__Activity__
In the records below, find the line containing "like point(408, 76).", then reproduce that line and every one after it to the end, exactly and alone.
Start of Available data
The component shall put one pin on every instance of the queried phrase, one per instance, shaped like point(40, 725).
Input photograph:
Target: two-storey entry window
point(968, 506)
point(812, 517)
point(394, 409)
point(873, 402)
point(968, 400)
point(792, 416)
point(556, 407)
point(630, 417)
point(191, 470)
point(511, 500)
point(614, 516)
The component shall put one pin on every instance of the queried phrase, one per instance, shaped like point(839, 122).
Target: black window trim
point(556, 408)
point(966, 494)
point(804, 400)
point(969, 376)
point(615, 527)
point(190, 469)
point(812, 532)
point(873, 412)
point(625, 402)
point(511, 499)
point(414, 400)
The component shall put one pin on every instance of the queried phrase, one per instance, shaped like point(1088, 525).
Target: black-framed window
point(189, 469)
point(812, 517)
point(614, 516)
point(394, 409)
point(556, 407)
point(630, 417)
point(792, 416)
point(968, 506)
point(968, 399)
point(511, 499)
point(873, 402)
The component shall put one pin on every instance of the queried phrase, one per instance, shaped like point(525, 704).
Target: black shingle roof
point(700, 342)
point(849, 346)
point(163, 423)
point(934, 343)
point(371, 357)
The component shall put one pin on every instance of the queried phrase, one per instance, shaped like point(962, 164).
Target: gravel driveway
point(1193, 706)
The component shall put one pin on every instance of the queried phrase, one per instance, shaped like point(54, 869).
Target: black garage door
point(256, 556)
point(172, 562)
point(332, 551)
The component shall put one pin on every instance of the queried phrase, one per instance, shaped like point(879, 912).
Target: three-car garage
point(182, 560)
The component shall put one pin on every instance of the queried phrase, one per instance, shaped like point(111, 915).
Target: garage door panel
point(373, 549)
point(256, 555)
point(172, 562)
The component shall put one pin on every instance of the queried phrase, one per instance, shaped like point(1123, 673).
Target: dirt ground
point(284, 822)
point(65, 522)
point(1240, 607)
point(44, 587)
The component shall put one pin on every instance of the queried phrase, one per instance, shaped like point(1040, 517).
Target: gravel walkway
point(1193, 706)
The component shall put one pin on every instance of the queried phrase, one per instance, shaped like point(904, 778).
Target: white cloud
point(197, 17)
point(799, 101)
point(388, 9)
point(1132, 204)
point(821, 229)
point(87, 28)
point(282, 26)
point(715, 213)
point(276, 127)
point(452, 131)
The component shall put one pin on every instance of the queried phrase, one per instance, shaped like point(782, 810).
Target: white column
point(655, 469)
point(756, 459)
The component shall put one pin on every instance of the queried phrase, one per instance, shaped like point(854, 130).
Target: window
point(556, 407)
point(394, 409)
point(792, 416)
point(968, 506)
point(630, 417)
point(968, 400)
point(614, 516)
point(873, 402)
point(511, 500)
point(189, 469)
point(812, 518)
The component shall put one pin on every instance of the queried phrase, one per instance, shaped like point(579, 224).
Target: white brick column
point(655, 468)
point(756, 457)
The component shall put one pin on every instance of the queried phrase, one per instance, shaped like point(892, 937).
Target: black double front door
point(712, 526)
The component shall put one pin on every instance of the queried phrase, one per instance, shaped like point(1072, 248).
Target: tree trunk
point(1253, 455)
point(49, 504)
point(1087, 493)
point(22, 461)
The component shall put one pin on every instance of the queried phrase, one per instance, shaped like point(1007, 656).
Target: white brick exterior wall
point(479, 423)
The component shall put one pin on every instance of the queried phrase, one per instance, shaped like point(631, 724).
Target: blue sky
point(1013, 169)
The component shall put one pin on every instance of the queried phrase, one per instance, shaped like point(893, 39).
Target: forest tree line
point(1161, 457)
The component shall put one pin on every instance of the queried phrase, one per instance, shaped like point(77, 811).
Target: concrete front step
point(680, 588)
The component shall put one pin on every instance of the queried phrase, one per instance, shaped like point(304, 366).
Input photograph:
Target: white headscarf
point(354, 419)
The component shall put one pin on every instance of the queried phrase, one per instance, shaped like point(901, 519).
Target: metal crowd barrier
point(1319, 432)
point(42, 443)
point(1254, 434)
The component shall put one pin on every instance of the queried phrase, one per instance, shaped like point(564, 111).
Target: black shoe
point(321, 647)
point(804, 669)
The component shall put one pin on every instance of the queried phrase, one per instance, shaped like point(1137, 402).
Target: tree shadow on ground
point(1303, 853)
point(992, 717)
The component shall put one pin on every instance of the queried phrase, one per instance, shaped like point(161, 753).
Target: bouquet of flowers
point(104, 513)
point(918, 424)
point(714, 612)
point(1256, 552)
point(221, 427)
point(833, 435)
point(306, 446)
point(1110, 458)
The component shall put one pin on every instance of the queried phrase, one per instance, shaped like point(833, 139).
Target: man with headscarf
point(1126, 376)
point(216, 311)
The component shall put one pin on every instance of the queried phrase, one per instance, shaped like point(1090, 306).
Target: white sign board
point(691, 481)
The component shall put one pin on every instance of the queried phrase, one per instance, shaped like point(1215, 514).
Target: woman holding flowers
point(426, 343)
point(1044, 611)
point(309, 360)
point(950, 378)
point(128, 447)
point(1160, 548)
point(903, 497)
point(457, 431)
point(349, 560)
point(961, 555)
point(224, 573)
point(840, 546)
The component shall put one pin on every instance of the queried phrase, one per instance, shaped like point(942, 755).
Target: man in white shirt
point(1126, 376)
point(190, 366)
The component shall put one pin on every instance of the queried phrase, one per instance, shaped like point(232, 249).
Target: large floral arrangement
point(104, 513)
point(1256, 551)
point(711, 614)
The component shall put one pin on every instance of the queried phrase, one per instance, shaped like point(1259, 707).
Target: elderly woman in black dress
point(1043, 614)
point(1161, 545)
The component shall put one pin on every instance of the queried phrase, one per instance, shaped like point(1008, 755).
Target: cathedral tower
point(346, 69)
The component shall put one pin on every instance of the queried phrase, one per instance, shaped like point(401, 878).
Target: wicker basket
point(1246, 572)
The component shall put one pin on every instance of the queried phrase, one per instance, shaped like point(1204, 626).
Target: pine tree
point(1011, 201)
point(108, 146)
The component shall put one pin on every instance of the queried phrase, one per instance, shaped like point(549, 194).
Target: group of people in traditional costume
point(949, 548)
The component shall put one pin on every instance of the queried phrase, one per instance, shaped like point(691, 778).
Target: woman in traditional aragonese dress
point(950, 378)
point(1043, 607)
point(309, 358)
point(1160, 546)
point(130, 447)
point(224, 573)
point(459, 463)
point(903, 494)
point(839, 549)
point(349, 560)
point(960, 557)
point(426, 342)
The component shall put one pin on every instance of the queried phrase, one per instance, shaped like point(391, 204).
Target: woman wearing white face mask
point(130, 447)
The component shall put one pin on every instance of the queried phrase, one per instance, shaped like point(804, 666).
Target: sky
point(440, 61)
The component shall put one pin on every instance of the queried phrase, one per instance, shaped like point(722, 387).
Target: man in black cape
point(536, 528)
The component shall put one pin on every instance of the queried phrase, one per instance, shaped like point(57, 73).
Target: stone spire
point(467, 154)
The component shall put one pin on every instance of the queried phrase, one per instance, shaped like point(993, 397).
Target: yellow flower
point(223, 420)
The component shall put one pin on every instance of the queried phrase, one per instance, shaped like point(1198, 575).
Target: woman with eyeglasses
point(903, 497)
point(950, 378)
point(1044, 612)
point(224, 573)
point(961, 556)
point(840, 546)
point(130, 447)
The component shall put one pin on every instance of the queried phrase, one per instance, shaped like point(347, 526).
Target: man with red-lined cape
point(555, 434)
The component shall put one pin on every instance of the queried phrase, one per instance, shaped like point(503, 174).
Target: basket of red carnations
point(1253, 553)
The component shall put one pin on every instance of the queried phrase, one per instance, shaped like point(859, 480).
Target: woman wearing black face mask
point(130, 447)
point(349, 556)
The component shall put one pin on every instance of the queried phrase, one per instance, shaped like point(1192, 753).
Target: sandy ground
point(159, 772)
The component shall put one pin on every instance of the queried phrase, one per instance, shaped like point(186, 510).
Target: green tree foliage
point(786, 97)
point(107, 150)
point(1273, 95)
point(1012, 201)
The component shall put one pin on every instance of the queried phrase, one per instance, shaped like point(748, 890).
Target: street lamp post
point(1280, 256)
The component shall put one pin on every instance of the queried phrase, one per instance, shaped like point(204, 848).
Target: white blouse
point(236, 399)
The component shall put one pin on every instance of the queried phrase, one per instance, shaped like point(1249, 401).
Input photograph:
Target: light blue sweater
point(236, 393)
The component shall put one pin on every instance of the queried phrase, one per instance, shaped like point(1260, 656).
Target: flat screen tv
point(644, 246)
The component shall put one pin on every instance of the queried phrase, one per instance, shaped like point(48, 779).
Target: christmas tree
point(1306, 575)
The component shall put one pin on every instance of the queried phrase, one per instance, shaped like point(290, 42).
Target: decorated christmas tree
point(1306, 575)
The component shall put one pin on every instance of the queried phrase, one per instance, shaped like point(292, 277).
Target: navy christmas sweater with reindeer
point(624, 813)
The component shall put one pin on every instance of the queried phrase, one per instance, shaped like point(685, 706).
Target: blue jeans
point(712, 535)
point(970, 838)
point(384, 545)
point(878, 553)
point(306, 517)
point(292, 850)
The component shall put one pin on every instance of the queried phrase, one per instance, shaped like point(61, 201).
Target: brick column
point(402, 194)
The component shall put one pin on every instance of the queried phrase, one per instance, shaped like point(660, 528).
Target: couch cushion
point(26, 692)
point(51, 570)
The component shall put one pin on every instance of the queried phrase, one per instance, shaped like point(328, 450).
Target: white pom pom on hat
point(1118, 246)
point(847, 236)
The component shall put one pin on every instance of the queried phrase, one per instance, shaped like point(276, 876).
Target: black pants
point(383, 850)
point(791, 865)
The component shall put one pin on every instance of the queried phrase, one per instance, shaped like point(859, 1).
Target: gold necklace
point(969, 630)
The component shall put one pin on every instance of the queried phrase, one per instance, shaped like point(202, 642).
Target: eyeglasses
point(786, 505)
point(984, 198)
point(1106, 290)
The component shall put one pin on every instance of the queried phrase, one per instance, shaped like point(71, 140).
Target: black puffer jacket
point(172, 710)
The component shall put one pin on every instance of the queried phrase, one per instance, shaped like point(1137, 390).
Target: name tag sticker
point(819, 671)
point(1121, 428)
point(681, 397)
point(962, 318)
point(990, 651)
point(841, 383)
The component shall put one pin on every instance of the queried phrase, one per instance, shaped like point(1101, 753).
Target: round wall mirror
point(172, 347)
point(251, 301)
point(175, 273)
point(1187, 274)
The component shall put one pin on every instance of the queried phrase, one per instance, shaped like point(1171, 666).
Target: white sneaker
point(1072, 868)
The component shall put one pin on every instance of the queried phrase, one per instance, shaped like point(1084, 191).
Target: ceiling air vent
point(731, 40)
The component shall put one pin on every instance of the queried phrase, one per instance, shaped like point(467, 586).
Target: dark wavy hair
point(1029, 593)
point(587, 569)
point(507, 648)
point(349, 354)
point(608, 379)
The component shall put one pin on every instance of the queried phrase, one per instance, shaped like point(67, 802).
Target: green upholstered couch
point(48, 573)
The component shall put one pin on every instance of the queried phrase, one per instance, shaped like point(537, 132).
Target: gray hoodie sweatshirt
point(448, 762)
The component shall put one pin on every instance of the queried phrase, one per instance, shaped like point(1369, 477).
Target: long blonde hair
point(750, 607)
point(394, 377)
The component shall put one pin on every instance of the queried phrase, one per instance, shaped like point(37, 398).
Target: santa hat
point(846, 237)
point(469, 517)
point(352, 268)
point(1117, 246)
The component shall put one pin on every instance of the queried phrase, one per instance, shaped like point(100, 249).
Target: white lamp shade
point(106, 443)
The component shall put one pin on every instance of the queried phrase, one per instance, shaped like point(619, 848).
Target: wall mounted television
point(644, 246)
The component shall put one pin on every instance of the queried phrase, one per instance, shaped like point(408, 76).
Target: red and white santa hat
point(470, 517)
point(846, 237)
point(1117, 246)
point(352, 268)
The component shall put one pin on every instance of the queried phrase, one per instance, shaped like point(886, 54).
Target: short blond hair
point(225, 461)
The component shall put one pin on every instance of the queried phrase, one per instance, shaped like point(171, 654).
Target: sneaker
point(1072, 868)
End of Available data
__Answer for this exercise__
The component shall put one pin on every instance of the queried phrase, one per instance, shaped like point(408, 76).
Target: red and white santa hat
point(470, 517)
point(846, 237)
point(1117, 246)
point(352, 268)
The component shall put one pin on every instance of the queried phrase, one per instance, shaped like point(886, 54).
Target: short blond hair
point(225, 461)
The component shall put one pin on every instance of the queried phrase, one per instance, shaped like point(171, 654).
Target: sneaker
point(1072, 868)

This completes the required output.